_Data entries:_
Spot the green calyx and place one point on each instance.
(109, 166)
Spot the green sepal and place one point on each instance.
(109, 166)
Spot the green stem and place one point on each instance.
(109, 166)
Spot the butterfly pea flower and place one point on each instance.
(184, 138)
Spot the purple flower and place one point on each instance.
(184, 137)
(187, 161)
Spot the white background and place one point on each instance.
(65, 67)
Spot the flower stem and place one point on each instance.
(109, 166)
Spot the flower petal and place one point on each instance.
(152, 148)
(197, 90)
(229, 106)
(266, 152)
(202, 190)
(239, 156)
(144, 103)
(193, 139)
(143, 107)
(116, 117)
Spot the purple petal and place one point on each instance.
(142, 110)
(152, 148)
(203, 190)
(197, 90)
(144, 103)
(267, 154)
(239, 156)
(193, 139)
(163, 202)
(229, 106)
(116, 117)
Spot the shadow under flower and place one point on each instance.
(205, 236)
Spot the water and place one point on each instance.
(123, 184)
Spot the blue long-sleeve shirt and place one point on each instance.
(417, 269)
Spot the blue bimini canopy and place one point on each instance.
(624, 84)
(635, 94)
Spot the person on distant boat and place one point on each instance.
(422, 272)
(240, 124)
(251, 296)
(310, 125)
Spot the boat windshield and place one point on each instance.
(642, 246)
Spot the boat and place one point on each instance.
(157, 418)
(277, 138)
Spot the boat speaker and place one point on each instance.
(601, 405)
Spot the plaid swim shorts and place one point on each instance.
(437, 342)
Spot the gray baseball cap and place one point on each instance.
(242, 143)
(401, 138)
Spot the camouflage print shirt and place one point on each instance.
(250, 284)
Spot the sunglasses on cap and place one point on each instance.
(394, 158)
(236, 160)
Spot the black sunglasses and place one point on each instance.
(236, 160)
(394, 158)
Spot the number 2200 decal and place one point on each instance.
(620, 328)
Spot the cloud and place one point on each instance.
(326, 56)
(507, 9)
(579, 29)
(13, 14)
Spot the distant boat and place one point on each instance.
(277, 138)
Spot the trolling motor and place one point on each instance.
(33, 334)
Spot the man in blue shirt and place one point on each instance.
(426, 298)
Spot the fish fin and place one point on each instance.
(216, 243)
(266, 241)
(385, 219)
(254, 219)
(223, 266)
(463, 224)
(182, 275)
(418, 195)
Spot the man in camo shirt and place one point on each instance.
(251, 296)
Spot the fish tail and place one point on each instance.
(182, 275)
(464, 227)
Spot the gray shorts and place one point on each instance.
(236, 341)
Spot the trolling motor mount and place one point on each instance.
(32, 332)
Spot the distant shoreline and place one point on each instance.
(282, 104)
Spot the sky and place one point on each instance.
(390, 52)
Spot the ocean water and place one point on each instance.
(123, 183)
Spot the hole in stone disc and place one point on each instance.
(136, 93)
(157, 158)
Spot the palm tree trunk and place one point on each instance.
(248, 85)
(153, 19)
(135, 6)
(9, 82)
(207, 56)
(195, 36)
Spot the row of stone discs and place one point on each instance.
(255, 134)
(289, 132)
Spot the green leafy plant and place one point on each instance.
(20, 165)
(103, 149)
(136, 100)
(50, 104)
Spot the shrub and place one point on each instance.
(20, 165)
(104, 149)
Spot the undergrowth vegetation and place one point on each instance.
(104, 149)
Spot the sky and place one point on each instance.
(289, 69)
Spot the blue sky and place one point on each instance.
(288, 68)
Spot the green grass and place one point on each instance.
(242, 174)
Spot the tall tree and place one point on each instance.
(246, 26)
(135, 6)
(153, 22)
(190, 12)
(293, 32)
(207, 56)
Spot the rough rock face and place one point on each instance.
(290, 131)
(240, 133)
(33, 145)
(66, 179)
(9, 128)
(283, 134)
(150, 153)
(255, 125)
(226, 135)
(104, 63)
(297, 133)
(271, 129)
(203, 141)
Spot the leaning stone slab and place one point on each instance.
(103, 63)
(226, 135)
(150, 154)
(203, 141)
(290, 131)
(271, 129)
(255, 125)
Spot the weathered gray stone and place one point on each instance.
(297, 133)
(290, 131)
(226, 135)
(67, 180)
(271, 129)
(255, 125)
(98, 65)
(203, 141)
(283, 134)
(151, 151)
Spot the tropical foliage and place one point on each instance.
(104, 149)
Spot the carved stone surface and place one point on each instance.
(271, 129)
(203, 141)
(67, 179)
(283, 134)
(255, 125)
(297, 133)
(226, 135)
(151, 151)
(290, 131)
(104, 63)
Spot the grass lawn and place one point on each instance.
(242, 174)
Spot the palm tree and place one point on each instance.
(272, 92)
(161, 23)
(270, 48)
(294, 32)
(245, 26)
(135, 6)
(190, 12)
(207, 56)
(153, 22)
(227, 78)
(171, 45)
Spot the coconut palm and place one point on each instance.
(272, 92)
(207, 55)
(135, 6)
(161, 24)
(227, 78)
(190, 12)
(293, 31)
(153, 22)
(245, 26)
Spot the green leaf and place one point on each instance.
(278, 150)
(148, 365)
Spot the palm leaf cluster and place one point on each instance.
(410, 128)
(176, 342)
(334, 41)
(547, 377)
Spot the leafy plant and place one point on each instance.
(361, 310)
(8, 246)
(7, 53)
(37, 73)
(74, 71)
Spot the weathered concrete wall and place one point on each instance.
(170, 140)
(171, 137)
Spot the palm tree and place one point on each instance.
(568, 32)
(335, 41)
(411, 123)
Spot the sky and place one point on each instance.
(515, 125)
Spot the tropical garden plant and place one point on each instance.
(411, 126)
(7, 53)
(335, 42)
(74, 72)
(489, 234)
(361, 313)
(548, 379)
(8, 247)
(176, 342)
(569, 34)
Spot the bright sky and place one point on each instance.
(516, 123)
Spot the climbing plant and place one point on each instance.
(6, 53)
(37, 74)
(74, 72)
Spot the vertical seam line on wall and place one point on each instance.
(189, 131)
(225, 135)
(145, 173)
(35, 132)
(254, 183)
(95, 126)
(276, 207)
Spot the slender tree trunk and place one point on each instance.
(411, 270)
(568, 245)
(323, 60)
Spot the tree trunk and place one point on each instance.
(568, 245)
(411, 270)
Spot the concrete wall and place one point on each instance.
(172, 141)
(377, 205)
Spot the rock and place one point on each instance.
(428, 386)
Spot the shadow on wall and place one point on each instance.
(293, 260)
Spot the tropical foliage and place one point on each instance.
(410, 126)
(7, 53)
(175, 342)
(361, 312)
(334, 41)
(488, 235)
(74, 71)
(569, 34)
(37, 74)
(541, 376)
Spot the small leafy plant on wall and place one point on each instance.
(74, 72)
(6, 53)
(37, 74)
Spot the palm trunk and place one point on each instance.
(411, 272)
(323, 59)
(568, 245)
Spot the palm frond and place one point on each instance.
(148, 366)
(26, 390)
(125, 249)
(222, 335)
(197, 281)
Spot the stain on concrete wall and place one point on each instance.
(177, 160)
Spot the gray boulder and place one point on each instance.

_Task to carry out:_ Starting at the line that contains "Spot the shadow on" and stopping after the last line of the listing, rewrite those lines with the requests unchanged and every point coordinate scaled by 1.9, rounded to the nearest whole number with halves rounded up.

_Reply:_
Spot the shadow on wall and place one point on each instance.
(557, 494)
Spot the tropical foliage and place one point on each instance.
(779, 239)
(13, 101)
(333, 650)
(686, 593)
(635, 78)
(927, 447)
(141, 135)
(1081, 65)
(70, 141)
(1028, 714)
Spot the small leafy plant on wall and place one point on each instance.
(141, 137)
(11, 101)
(70, 141)
Spot the palm trunk and place one point on each instance.
(781, 517)
(614, 112)
(1079, 466)
Spot the palm frond and place one point on each instance.
(281, 695)
(49, 741)
(238, 473)
(422, 637)
(374, 534)
Spot the stain on concrete wall and place one point on each instance.
(336, 304)
Spot the gray boulder and place one point on each instance.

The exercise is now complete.